PROBLEMS AND TASKS ::
(a) Using the passage on racism and jobs in New York, answer these:
(i) What did the commission set up by Koch call a predominately Black New York?
(ii) According to the regional commissioner of the Bureau of Labor Statistics, what share of the 1980s employment growth came from the financial and business-services sector?
(iii) How many manufacturing jobs disappeared in the 1970-1982 period?
(b) Provide a continuation of the passage on racism and jobs in New York, starting after its last sentence.

DOCUMENT PASSAGE ::
Although there is a joint recognition by the financial elite and the labor bureaucracy of the need to defuse racial tensions, the elite wants the city’s poor of all races to continue paying for the city’s precarious economic position—which helps keep those tensions at the boiling point—and the labor bureaucracy continues to accede to the elite’s dictates. While more outspoken on social justice than any other labor official, Rivera did no more in action than they did.
The Cauldron of Institutional Racism
After the Howard Beach murder, Koch, whose pro-corporate and reactionary policies fueled race and class polarization in the city, set up a commission, which concluded that a predominately Black New York was a “community in crisis.” The commission noted that “in a city where 90% of all entry-level jobs require a 12th-grade education, the Black dropout rate remains high,” and that this dropout rate is due in part to “an educational system that devalues their culture and does not expect them to achieve.” The commission cited an earlier study by the Community Services Society (CSS) on exclusion of Blacks from the various industries in New York, concluding that Blacks are “relatively excluded from 130 of 192 industries in the private sector.”
Both private- and public-sector employment took off in the 1980s as New York recovered from the impact of its own fiscal crisis and the nation’s recession, but two-thirds of that growth came from the financial and business-services sector, according to the regional commissioner of the Bureau of Labor Statistics. The commissioner noted that New York’s economy was becoming evermore dependent, in its competition with other American cities, on “the quality of its labor force.” Job growth was occurring in areas calling for “first-class education and training … the stock in trade is knowledge.” It is estimated that 90% of the new jobs to be created by the year 2000 will require a high school diploma—in a city where 40% of today’s workers lack this qualification, and the dropout rate is currently 33%.
The CSS report stated that whites dominate all of the twenty industries that grew fastest between 19781982, and that over two-thirds of the Black workers remain concentrated in only twenty of the city’s 212 industries. Furthermore, manufacturing, traditionally the sector where Blacks—like most people from the working class—could most easily find high-paying jobs with little training, was the biggest loser In the 1970-1982 period 315,000 manufacturing jobs disappeared.
The biggest gain was in the service sector, which increased by 164,000. Fully 60% of the jobs in the service sector are clerical, maintenance or general service (janitors, housekeepers, etc). Almost all are low payin, due largely to the fact that they are non-union, Ironically the low-paying clerical jobs require more educational background than higher-paying, but union-organized manufacturing jobs. However two market crashes have led to massive layoffs in even the service sector By 1988 the only expanding sector was local government, which is now likely to halt under the bipartisan calls for austerity.
Given the barriers of institutionalized racism, New York’s Black community was unable to compete effectively for jobs during the decade of job growth. Now the city faces a period of stagnation in employment growth. Of course, working-class whites have suffered from the city’s lone-term downslide, not only from the decline in city services and general livability, but in employment. That has, in fact, contributed to a rise in racial tension. In a Village Voice article published shortly after the Yusuf Hawkins’ murder, some of the Bensonhurst youth who know the perpetrators explained quite eloquently how the decline in the construction jobs their fathers held, and which they had assumed would be theirs, left them unemployed, marginalized, bitter, ready to strike out.

SUPPLIED DATA ::
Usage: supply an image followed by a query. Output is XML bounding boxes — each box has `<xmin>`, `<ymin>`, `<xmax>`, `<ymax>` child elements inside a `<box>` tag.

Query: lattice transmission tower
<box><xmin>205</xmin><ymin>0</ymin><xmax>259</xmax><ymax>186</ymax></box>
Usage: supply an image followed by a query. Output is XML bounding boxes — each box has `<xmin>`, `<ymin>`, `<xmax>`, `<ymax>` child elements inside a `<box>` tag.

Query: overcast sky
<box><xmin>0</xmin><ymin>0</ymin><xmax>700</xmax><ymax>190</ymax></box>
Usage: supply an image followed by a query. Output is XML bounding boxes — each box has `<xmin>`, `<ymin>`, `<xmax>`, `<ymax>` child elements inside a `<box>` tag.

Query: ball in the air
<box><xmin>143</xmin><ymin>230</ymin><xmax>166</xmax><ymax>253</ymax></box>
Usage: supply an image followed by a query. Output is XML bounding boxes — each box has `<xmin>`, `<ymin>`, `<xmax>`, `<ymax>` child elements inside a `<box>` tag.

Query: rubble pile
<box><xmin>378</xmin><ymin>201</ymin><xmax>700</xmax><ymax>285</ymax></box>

--

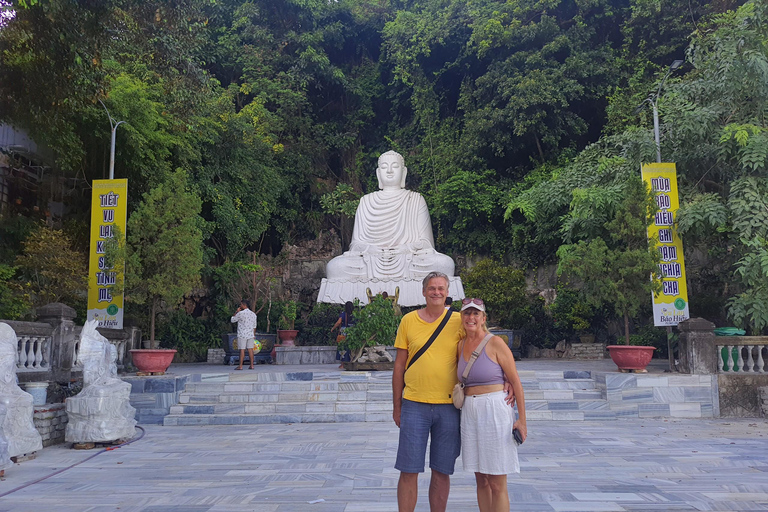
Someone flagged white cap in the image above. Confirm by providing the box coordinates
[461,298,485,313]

RESPONSES BY ITEM NUMBER ::
(a)
(i) A "community in crisis."
(ii) Two-thirds.
(iii) 315,000.

(b)
While whites monopolize the highest-paying, high visibility stockbroker and professional jobs, 51% of the white males in New York’s private sector hold traditional working-class jobs, as operators, craftsmen, laborers, salesmen, clerks. In addition, 45% of the white women in the city are in office and clerical jobs.
In a city where the number of college-educated workers far exceeds available supervisory jobs, Blacks and Latinos with only high-school diplomas end up competing with college-educated whites for the same promotions—a competition bound to embitter both sides. Thus the city’s racial tensions, which get most publicity when they explode around issues of violence, crime, housing or drugs, have the same material base they’ve always had, a material base now exacerbated by local and nationwide economic shifts.
The “Progressive” Union Strategies
Some unions, such as Rivera’s 1199, claim to be uniting Black and white workers to overcome these divisions. But they do so by establishing a quid pro quo with mainstream politicians—You speak at my strike rally and I’ll help elect you”—rather than by building a grassroots movement uniting working people for real changes in the social structure.
Dinkins expressed his support for 1199s demands and drew heat from his opponents who claimed that this proved he would not stand up to labor when he became the city’s head manager. But the union called a halt to the mobilizations it was engaged in and turned its energies to assuring Dinkins a primary victory. In fact, 1199 provided office space and staffing to the campaign. After the Dinkins victory, Rivera was given a role in the new mayor’s transition team, helping to pick appointees to key city posts.
Another traditionally “progressive” local, Teamsters Local 237, also supported Dinkins. Shortly before it became the first municipal union to announce its terms for the 1990 negotiations, itspresident Barry Feinstein voted with the rest of the Metropolitan Transit Authority board for a fare increase. Instead of supporting the interests of the city residents, Feinstein betrayed those interests and also jeopardized his own union’s need for public support.
The Elites’ Project
Rohatyn was the most visible of that wing of the city elite that backed Dinkins and served on his campaign advisory board. Once the campaign was over Rohatyn called publicly on Dinkins to formulate a zero-growth budget, to defer raises for city workers—all of whose contracts expire in 1990—or to trade raises for cuts in the number of city jobs. Rohatyn was joined in this call by two major city business groups that called publicly on Dinkins to limit spending and steer money toward business to encourage its staying in the city.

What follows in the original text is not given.